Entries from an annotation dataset
● ● ● ● ●
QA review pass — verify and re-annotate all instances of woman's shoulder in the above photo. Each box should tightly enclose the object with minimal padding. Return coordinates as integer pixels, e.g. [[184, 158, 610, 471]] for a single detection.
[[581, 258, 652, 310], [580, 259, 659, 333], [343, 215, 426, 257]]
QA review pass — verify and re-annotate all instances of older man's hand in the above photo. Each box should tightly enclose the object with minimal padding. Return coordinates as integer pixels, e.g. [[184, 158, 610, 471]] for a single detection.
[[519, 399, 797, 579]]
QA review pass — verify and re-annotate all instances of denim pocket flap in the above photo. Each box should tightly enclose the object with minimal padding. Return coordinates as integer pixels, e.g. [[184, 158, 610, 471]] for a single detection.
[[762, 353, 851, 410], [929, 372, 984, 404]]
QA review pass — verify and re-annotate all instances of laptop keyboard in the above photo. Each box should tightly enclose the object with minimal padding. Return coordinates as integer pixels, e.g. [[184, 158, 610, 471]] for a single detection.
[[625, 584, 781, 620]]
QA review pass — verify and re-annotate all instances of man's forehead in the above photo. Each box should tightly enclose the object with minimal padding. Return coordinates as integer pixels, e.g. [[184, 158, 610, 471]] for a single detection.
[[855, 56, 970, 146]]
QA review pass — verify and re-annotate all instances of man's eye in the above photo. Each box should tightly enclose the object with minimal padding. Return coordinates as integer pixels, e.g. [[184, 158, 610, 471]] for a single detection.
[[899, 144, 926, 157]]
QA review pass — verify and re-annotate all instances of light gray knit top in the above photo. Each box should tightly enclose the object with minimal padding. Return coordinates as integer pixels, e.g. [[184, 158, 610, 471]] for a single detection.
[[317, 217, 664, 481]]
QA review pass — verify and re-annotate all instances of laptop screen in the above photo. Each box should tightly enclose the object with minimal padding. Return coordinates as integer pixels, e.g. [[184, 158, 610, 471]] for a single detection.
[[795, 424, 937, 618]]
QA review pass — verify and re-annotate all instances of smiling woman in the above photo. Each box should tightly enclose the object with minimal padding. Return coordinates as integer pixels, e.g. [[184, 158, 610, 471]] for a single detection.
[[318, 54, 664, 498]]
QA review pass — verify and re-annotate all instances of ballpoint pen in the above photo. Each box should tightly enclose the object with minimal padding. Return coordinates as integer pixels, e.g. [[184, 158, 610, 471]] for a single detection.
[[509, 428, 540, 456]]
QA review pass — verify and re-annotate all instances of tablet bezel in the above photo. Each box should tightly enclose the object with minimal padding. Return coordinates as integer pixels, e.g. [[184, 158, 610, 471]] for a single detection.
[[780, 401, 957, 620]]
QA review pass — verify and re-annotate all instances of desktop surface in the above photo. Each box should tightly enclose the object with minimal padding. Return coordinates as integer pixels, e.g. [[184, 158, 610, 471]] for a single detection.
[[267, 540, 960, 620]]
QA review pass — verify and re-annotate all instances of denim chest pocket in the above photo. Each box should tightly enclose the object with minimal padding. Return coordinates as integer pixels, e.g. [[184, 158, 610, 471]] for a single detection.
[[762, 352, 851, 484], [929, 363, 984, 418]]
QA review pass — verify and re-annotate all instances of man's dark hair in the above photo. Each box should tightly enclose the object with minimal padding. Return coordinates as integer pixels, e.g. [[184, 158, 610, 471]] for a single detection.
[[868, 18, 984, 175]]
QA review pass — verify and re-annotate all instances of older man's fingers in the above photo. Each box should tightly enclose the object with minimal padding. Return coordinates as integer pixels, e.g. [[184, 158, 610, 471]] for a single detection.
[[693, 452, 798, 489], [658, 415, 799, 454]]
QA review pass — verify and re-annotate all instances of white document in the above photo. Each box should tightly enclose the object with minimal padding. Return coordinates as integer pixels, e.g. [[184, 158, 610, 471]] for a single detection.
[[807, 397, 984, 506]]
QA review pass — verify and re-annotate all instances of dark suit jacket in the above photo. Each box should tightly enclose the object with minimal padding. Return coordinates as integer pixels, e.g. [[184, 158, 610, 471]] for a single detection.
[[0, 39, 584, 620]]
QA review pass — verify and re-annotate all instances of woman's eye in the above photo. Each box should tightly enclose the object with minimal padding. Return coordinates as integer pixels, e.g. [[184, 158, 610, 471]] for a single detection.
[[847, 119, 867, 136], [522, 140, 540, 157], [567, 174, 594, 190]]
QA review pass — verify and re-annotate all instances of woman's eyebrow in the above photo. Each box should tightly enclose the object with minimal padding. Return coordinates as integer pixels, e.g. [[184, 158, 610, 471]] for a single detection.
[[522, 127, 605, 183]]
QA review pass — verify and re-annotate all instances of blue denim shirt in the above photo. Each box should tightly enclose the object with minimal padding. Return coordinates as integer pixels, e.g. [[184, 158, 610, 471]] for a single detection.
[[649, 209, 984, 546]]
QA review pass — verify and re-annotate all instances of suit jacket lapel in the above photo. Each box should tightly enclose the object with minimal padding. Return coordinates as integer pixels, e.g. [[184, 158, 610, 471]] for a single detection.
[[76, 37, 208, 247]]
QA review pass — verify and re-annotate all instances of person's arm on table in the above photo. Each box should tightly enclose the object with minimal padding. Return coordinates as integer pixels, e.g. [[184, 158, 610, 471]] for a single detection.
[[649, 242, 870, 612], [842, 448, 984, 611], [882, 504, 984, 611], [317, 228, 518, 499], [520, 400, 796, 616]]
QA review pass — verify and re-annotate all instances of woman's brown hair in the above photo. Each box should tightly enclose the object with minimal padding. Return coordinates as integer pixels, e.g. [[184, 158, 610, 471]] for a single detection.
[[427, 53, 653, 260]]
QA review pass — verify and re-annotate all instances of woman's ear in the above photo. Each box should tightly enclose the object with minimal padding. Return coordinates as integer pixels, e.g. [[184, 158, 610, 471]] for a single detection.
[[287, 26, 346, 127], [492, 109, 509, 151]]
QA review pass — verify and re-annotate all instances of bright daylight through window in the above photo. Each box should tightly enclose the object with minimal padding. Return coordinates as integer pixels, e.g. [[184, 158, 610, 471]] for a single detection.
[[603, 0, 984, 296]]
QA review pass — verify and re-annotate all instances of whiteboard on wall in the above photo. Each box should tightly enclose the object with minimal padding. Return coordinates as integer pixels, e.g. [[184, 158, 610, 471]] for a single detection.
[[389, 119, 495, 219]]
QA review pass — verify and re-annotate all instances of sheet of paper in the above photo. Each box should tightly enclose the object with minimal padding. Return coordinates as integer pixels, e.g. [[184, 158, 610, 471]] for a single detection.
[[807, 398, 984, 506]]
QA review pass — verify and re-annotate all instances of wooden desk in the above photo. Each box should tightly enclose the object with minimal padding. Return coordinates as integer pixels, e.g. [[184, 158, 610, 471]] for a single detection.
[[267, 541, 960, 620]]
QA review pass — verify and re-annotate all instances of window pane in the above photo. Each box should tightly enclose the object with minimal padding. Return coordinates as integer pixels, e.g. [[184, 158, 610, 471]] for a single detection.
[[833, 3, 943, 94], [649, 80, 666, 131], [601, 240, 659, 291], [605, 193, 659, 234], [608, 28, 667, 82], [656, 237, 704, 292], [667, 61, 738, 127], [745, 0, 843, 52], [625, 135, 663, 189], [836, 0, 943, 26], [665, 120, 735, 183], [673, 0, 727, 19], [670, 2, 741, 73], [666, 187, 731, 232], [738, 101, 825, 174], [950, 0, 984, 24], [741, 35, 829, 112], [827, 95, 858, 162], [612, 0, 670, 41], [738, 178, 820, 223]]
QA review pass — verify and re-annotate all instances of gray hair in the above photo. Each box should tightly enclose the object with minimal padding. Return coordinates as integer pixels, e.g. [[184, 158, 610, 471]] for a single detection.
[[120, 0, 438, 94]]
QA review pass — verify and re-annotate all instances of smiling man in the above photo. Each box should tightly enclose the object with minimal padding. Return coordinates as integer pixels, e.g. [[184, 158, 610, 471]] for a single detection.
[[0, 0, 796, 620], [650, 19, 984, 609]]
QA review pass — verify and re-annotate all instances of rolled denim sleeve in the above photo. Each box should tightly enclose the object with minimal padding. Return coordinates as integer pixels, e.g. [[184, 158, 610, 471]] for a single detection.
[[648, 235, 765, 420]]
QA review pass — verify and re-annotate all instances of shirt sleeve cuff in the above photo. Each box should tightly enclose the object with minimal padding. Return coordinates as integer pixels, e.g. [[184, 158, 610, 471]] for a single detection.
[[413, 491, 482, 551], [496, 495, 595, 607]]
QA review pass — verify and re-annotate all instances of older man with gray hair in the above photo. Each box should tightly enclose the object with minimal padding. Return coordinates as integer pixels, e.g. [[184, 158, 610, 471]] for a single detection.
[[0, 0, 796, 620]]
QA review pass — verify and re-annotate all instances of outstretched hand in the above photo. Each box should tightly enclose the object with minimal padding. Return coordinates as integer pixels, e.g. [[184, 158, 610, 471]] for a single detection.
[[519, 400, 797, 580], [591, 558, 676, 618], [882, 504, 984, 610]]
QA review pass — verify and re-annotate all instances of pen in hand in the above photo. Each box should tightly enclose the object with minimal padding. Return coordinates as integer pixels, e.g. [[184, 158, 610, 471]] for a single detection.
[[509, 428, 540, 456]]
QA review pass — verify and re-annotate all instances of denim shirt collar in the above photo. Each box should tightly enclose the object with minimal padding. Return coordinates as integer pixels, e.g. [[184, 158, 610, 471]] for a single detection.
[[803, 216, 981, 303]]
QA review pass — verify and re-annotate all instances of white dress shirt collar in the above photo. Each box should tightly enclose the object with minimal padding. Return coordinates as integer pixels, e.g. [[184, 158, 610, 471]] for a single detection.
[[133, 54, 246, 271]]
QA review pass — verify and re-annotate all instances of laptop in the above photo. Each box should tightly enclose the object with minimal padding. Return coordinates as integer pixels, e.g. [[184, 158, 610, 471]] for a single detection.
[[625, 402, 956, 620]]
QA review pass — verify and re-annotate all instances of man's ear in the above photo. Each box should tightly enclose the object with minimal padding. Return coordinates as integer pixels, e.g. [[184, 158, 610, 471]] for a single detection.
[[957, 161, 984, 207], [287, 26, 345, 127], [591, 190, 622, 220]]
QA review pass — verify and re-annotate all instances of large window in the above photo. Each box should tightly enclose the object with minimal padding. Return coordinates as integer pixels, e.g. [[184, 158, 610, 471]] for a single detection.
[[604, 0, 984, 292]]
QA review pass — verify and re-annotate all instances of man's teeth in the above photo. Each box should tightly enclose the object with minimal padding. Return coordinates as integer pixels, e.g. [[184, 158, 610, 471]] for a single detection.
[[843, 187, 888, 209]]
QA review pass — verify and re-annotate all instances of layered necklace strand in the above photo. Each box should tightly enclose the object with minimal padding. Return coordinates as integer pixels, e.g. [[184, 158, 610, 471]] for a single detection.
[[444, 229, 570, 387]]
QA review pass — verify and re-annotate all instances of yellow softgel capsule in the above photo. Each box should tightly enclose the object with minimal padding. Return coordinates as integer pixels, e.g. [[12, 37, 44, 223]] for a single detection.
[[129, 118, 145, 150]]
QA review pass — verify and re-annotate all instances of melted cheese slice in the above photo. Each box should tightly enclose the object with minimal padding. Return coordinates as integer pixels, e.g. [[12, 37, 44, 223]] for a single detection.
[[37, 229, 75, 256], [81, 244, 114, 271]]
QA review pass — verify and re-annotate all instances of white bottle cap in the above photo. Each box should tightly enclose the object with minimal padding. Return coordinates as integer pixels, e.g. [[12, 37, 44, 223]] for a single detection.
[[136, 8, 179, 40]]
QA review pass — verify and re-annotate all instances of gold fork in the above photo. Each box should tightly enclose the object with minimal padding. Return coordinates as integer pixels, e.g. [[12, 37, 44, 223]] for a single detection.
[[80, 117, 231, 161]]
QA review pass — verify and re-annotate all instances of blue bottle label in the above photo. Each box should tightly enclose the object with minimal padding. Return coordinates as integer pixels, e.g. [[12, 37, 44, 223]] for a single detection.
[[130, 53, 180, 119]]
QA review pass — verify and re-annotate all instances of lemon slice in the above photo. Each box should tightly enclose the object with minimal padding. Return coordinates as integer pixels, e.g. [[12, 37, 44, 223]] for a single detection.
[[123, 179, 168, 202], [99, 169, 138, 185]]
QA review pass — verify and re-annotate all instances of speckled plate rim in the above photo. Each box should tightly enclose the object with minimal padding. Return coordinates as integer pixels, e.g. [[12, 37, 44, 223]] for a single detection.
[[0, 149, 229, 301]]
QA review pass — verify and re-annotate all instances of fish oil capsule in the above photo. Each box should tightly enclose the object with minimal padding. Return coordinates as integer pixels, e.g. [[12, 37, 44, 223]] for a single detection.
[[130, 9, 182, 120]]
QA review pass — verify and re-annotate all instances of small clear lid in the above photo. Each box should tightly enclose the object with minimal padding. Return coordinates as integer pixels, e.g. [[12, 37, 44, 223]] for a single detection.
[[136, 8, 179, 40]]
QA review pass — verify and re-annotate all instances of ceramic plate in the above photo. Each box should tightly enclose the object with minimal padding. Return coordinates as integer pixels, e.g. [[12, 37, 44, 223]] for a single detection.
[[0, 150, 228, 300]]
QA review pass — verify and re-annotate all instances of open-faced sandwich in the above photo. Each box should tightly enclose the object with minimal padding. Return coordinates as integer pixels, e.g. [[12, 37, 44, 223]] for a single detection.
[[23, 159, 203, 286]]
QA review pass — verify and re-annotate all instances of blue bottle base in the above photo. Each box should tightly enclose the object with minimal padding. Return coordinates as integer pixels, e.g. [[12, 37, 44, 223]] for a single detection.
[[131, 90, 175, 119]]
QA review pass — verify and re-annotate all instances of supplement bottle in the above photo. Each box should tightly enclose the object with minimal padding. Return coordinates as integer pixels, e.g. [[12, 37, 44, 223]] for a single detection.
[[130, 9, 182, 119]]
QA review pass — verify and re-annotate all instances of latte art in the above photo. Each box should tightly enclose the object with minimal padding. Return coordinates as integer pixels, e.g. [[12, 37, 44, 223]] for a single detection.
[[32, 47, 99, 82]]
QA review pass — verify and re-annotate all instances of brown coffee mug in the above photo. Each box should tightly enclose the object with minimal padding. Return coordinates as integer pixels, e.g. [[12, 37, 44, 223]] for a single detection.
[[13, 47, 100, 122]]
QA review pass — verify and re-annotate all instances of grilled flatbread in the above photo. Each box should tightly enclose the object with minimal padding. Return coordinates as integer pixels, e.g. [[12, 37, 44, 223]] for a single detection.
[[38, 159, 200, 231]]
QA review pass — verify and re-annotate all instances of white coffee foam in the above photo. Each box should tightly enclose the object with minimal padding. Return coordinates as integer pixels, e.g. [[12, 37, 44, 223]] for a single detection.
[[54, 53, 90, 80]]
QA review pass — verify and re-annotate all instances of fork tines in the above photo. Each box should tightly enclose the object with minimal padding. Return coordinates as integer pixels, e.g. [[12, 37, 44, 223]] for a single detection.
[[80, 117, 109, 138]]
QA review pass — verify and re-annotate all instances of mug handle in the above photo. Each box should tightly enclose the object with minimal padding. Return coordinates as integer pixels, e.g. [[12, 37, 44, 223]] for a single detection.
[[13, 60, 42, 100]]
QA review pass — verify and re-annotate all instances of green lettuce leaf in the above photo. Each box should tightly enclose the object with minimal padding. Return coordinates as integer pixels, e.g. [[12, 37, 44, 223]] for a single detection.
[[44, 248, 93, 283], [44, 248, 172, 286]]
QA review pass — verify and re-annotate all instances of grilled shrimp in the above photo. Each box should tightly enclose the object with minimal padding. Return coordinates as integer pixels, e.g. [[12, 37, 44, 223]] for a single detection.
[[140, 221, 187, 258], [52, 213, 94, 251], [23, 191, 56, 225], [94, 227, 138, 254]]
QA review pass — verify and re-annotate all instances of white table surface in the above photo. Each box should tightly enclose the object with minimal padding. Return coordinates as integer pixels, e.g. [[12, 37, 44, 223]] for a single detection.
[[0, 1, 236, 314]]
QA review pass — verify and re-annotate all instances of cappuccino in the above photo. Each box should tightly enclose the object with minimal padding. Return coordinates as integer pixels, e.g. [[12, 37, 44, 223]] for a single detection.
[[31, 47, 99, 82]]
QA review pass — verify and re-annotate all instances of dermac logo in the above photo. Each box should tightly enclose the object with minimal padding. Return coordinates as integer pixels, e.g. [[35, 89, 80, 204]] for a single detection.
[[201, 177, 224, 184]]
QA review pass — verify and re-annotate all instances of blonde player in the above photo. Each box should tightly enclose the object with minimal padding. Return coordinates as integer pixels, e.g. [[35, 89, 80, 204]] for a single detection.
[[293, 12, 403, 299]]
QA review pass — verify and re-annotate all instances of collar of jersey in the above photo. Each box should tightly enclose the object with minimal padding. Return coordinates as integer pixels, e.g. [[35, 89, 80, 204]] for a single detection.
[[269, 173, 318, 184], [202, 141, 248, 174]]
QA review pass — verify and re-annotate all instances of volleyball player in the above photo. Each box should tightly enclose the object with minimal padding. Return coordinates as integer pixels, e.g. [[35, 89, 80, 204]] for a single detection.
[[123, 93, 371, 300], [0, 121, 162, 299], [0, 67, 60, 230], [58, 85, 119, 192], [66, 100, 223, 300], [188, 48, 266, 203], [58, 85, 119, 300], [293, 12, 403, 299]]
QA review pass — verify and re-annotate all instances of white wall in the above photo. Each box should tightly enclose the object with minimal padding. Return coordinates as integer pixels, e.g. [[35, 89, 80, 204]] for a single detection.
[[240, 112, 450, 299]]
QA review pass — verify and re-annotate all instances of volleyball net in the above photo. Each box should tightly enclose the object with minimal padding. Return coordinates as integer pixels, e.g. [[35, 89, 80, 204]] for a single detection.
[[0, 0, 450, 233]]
● ● ● ● ●
Arrange the part of the entries that opens with the line containing "QA review pass — verify and re-annotate all instances of gray" and closes with the line containing "[[120, 0, 438, 94]]" as a Markdown table with the columns Row and Entry line, skipping blank lines.

| Row | Entry line |
|---|---|
| 1 | QA review pass — verify and re-annotate all instances of gray hair in the above photo. Each box should tightly enclose the object with minimal padding. Return coordinates as integer pixels, e.g. [[184, 158, 610, 471]] for a single detection. |
| 2 | [[120, 0, 438, 94]] |